What is being asked
Only the lines from the start of the entries through the line with "Target: ceramic plate" are wanted; please output them exactly.

*** Exercise data

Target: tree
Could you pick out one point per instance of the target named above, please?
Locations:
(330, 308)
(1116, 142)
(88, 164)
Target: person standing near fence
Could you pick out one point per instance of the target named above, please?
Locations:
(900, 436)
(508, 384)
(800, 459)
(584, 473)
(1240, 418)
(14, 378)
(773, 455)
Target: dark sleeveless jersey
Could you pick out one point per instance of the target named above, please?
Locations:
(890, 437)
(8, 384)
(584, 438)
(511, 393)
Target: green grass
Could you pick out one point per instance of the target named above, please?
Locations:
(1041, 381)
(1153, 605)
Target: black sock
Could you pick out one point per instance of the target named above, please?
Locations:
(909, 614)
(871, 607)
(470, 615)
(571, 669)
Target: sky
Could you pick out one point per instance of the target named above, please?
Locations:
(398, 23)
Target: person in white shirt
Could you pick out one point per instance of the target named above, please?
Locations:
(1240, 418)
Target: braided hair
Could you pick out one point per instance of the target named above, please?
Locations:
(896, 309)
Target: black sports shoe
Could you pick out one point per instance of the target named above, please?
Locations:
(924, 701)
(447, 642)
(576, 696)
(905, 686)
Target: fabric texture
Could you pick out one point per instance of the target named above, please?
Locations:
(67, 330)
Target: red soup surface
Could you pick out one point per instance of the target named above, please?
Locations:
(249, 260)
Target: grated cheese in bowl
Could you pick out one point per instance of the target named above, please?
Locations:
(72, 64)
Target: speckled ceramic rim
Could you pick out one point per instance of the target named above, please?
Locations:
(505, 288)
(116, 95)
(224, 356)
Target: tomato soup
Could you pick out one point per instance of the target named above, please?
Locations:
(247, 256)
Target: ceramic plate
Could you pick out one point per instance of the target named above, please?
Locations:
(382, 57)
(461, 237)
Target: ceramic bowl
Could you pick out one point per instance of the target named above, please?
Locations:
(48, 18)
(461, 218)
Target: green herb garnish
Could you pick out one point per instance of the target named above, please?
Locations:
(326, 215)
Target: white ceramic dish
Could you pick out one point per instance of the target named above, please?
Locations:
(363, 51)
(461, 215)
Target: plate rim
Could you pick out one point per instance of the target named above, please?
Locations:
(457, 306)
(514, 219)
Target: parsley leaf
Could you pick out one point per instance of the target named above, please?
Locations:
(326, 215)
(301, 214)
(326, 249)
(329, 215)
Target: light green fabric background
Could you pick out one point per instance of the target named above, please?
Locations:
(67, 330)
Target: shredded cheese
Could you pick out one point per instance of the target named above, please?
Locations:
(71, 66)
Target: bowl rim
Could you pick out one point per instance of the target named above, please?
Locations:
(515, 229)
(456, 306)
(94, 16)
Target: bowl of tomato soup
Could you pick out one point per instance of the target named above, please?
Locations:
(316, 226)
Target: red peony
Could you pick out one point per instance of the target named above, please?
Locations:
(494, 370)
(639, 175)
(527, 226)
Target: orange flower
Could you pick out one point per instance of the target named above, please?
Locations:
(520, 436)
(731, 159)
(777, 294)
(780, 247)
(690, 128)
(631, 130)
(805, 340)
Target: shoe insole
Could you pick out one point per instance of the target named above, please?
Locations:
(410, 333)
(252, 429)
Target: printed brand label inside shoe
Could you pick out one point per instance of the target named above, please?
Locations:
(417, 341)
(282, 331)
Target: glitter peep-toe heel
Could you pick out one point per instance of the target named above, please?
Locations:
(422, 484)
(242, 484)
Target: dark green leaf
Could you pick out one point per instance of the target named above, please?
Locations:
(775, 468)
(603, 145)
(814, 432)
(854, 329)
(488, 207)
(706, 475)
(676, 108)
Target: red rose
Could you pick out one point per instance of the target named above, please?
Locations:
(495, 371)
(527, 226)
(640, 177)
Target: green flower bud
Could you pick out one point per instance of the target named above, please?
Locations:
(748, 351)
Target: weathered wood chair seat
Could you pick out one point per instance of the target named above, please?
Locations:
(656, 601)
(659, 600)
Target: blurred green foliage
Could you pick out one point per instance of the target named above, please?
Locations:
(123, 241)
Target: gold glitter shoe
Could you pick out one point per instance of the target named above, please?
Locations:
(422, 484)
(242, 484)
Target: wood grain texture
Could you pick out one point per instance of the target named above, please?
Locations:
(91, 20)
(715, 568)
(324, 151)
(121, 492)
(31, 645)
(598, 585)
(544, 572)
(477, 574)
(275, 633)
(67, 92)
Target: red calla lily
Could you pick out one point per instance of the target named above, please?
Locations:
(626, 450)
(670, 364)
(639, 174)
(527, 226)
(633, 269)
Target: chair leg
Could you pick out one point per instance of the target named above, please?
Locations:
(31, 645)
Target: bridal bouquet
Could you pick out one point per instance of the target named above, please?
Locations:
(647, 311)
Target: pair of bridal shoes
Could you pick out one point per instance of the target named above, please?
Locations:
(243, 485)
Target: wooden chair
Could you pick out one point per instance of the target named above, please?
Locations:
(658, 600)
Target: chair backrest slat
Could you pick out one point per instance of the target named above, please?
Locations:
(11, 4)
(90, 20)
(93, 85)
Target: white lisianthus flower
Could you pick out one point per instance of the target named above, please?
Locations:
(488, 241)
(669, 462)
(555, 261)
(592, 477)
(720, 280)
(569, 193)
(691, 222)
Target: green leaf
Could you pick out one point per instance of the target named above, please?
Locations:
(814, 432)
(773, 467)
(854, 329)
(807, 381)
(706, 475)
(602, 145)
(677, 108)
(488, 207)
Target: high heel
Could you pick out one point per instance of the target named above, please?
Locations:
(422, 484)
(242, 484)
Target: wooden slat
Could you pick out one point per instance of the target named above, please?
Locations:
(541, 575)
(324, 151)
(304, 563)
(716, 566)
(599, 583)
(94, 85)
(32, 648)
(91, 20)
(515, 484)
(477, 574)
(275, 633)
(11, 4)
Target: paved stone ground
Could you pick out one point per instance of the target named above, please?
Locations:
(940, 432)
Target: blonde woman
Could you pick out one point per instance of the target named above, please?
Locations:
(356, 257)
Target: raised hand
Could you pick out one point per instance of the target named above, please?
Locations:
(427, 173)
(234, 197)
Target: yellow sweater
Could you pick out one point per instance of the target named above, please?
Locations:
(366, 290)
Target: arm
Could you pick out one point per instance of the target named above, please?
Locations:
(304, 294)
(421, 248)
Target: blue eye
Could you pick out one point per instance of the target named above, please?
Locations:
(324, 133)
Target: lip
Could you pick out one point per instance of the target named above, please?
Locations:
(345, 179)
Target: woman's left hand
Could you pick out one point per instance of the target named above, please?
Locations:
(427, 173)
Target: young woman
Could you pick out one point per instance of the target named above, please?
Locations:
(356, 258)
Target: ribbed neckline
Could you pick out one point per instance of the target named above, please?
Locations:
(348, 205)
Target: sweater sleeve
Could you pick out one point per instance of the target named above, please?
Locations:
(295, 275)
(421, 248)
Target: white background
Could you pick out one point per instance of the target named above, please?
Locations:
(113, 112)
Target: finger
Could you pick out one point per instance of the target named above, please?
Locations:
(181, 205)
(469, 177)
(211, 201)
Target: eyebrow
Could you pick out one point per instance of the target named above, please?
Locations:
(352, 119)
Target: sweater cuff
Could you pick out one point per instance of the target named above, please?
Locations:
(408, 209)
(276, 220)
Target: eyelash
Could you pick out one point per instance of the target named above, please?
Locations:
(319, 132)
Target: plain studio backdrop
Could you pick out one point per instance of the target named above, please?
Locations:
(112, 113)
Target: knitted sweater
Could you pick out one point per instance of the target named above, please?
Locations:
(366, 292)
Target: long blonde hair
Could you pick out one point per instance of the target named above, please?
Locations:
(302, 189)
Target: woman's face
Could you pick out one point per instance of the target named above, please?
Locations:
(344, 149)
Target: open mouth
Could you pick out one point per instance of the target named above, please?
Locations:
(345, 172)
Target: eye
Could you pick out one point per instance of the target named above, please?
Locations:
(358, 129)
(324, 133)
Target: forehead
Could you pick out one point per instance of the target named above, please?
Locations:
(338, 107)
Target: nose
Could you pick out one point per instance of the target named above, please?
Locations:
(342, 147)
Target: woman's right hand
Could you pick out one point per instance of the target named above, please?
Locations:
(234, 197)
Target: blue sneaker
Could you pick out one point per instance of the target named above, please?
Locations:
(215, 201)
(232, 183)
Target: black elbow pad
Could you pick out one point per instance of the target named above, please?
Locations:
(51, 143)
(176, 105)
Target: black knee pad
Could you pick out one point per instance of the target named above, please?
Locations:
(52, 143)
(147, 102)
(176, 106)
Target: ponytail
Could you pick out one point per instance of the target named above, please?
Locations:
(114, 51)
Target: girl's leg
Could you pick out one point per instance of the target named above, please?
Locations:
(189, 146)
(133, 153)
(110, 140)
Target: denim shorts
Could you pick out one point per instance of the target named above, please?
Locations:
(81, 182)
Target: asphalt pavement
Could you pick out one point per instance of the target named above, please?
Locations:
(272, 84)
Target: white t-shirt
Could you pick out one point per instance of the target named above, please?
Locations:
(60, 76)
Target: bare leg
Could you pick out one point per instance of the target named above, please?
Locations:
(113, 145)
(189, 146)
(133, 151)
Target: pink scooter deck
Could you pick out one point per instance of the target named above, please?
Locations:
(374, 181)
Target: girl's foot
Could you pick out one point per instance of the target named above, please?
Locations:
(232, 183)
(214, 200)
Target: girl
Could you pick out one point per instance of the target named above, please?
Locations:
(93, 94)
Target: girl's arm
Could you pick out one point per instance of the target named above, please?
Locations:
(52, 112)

******

Task output
Target: tree
Could you pick out one point per instance of the target named above, please?
Locations:
(330, 308)
(1116, 142)
(88, 164)
Target: person standing near fence
Could you pick out one point per instance of the target named above, please?
Locations:
(900, 436)
(508, 384)
(800, 459)
(584, 473)
(1240, 418)
(14, 378)
(773, 455)
Target: dark sleeveless jersey
Could you pick out one point per instance of the target named above, please?
Locations:
(890, 437)
(8, 384)
(584, 438)
(511, 393)
Target: green grass
Could you pick out one point per instance of the target named above, please?
Locations:
(1041, 381)
(1153, 605)
Target: black sock
Could you pick out one point per instance of the target named above, please?
Locations:
(909, 614)
(871, 607)
(470, 615)
(571, 669)
Target: sky
Could you pick out one point per instance of the target named above, please?
Locations:
(398, 23)
Target: person in white shirt
Could you pick out one point per instance of the target named above, please?
Locations:
(1240, 418)
Target: braided hair
Could you pick out one point per instance of the target named above, please?
Locations:
(896, 309)
Target: black sports shoe
Could you pick out one point per instance of the target named above, please?
Locations:
(924, 701)
(447, 642)
(576, 696)
(905, 686)
Target: fabric texture
Could you pick out one point per instance of the target named above, please?
Locations:
(67, 330)
Target: red soup surface
Could you pick out one point per instance of the target named above, please?
Locations:
(249, 260)
Target: grated cheese in bowl
Could you pick out one point per instance of the target named above, please?
Locations:
(72, 64)
Target: speckled ceramic rim
Could you pick out one point per instance of the target named above, please?
Locations:
(505, 288)
(116, 95)
(224, 356)
Target: tomato soup
Could you pick out one point per instance of the target named above, please?
Locations:
(247, 256)
Target: ceramic plate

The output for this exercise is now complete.